→ **Problem statement**
In the copy, include every entry exactly but none of the images.

→ **Data for this exercise**
===============

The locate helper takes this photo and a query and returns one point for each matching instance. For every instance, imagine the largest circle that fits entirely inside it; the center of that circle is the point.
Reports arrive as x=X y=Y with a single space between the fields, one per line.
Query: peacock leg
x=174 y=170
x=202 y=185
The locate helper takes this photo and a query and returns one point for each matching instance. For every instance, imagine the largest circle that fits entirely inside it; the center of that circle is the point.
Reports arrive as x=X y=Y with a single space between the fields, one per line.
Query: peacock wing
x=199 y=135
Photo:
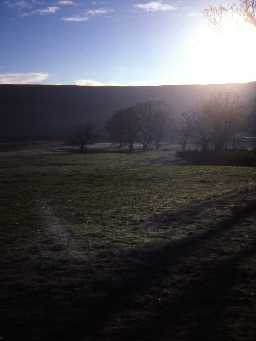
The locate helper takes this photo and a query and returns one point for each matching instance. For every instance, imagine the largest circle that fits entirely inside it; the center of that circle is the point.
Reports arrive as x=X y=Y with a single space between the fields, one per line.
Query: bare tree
x=217 y=122
x=245 y=8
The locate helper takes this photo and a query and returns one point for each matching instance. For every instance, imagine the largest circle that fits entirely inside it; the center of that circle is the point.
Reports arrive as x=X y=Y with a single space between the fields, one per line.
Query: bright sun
x=223 y=54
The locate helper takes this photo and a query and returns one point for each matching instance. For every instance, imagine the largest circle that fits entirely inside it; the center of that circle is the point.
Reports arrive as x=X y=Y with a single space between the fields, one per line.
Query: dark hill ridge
x=48 y=111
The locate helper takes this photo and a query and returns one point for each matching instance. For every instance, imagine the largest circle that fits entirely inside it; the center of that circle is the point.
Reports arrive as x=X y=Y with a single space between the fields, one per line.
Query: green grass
x=108 y=198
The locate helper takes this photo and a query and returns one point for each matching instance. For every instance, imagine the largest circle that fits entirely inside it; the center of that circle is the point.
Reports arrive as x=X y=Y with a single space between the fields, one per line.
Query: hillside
x=47 y=111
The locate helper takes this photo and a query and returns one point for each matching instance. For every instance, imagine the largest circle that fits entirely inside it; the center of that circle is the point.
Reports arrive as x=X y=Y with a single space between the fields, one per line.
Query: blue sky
x=97 y=42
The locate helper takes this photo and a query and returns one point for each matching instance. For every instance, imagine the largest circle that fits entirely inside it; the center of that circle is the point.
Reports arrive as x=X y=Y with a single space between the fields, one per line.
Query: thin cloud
x=99 y=11
x=75 y=19
x=88 y=14
x=89 y=82
x=66 y=3
x=23 y=78
x=42 y=11
x=155 y=6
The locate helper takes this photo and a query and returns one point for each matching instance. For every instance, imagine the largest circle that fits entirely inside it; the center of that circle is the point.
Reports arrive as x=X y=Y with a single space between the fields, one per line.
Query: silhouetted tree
x=217 y=122
x=146 y=123
x=245 y=8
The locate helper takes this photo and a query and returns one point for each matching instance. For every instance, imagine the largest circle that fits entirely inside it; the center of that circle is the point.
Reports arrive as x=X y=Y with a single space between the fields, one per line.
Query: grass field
x=115 y=246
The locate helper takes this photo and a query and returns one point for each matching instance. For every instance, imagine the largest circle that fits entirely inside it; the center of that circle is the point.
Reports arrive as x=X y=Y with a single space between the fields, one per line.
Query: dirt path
x=201 y=286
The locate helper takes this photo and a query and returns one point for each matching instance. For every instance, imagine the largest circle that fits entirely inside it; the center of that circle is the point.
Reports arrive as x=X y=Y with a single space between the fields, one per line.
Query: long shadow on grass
x=198 y=311
x=80 y=317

===============

→ **Your solution**
The locate helper takes this photo and a query and returns one point for each matching instance. For every instance, imagine the largest circle that fits entirely inside it; the center of that circle is the point.
Reports arrive as x=X y=Y with a single space between the fields, one per line.
Query: peacock leg
x=174 y=170
x=202 y=185
The locate helper takes this photo and a query and returns one point for each matching instance. For every instance, imagine the largest circle that fits entirely inside it; the center of that circle is the point.
Reports arrive as x=X y=Y with a single space between the fields, one per line.
Query: peacock wing
x=199 y=135
Photo:
The locate helper takes this photo and a query and returns one point for each matching instance. For every instance, imagine the largest circle that fits entirely inside it; the center of that circle is the point.
Reports arrive as x=X y=Y with a single space between the fields, one per line.
Query: bare tree
x=217 y=122
x=245 y=8
The locate helper takes this photo and a query and returns one point for each matching instance. For every instance, imagine the largest circle that fits entirely inside it; the center of that circle is the point.
Reports arrive as x=X y=Y with a single space between the fields, one per line.
Query: bright sun
x=223 y=54
The locate helper takes this photo and a query and returns one point for each matching instance. For every instance, imagine the largest circle that fits entirely inside it; the center of that circle is the point.
Reports arrive as x=X y=Y with a single space between the fields, one per line.
Query: dark hill ridge
x=48 y=111
The locate helper takes this photo and a query and returns one point for each matching instance. For every instance, imagine the largest circle that fits entirely inside it; the center of that circle is the point.
Reports arrive as x=X y=Y with a single space between the fields, one per line.
Query: green grass
x=108 y=198
The locate helper takes this photo and a query and returns one point for each matching instance. For every instance, imagine the largest circle that fits entirely inside it; the center of that circle is the point.
Reports arrive as x=X y=Y with a single space between the fields, one per line.
Query: hillside
x=47 y=111
The locate helper takes this photo and a query and returns one point for each matching instance. For every instance, imagine the largest circle that fits entirely inside it; the center of that circle is the point.
Reports arrive as x=X y=Y with a single space between the fields, one per line.
Query: blue sky
x=97 y=42
The locate helper takes this photo and a query and returns one point for each matching instance. For every instance, imagine the largest circle that fits entirely inside it; the center of that circle is the point.
Reports arrive as x=X y=Y with a single space between the fields, one per line.
Query: thin cloud
x=99 y=11
x=75 y=19
x=88 y=14
x=89 y=82
x=66 y=3
x=23 y=78
x=42 y=11
x=155 y=6
The locate helper takes this photo and a query and returns one point for each matching instance. For every instance, imagine the largest circle that fits entirely inside it; the center of that circle is the point.
Reports arrive as x=X y=Y with a single space between the fields, one per line.
Query: silhouetted tree
x=217 y=122
x=146 y=123
x=245 y=8
The locate helper takes this photo and a query and returns one point for each matching instance. For every instance, imagine the largest circle that fits entirely inside it; the center of that circle is the point.
Reports arrive as x=X y=Y with a single space between the fields, one per line.
Query: grass field
x=115 y=246
The locate helper takes this photo and a query and returns one point for each matching instance. For every instance, imagine the largest circle that fits entirely inside it; the center of that circle is the point.
Reports arrive as x=X y=Y with a single space between the fields, one per line.
Query: dirt path
x=201 y=286
The locate helper takes this photo and a query and returns one point for each matching instance. For every instance, imagine the largest circle that fits entirely inside it; the center of that circle is the point.
Reports arrive as x=X y=Y with a single space between the fields, one per line.
Query: long shadow on grass
x=198 y=311
x=80 y=317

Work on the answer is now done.